Whichever lines include the word "above", copy them as they appear in the data.

====== Data to process ======

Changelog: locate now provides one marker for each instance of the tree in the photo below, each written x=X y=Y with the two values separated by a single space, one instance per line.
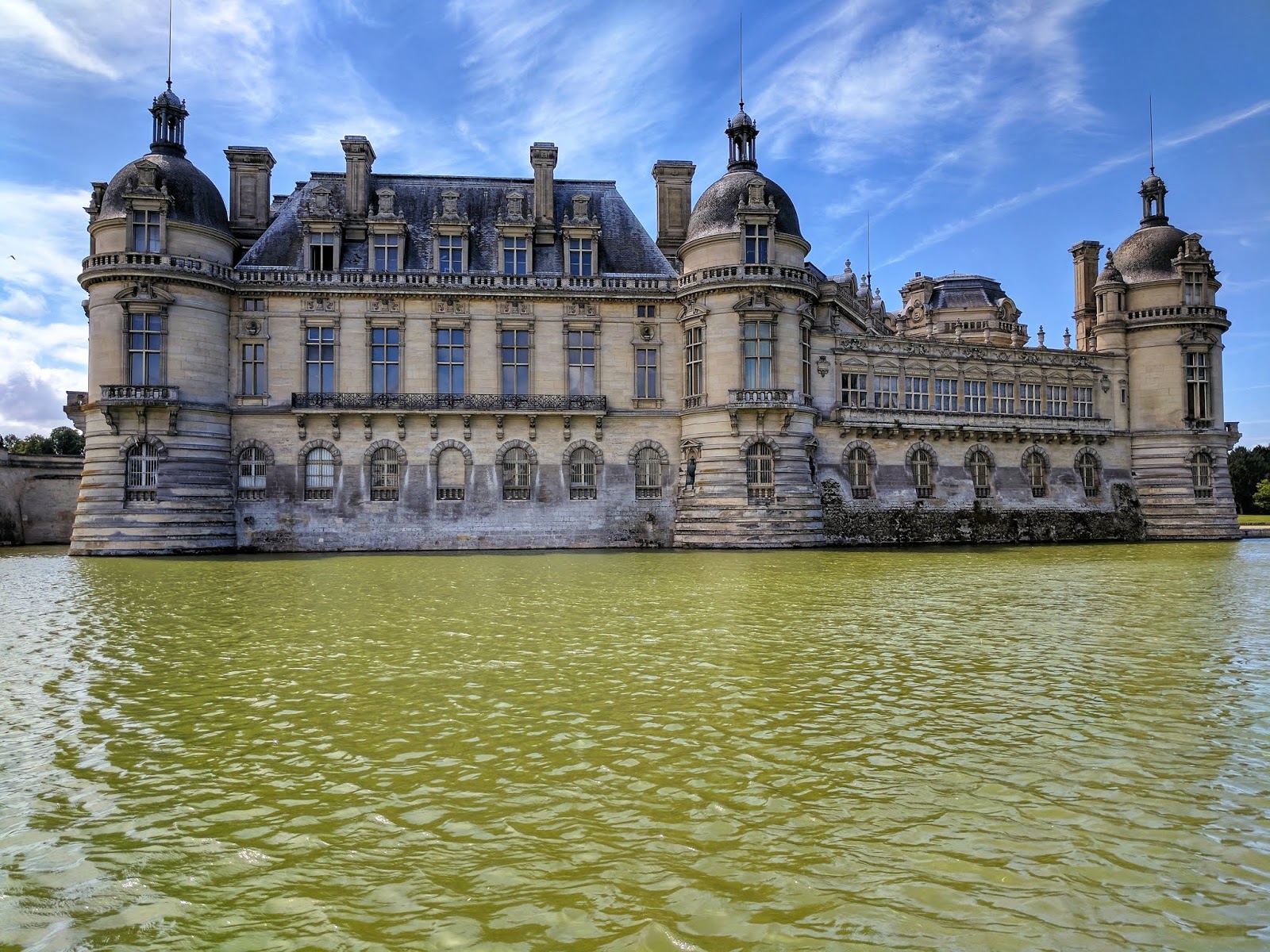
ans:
x=1261 y=498
x=1248 y=469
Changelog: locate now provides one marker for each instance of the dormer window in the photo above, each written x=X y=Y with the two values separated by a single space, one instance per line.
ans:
x=146 y=232
x=581 y=258
x=756 y=244
x=321 y=251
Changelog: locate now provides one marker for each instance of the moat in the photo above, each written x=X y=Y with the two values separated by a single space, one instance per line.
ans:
x=1026 y=748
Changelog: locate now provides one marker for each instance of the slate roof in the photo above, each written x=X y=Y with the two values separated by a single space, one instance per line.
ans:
x=625 y=247
x=194 y=200
x=956 y=291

======

▶ **Task result**
Changelog: locate now provides one marker for each instance of the dormer window in the photo above, each written x=X y=Y with the two values separated by a single space, one instance per line.
Changelog: locate now provides one marker for each instance of the moat in the photo above, each written x=X y=Y with the two values separated by a single space, one instance per line.
Changelog: locate now provides one marker for each instance of the slate roof in the photo above, each written x=X y=Y with the two values separated by a single space, one instance per line.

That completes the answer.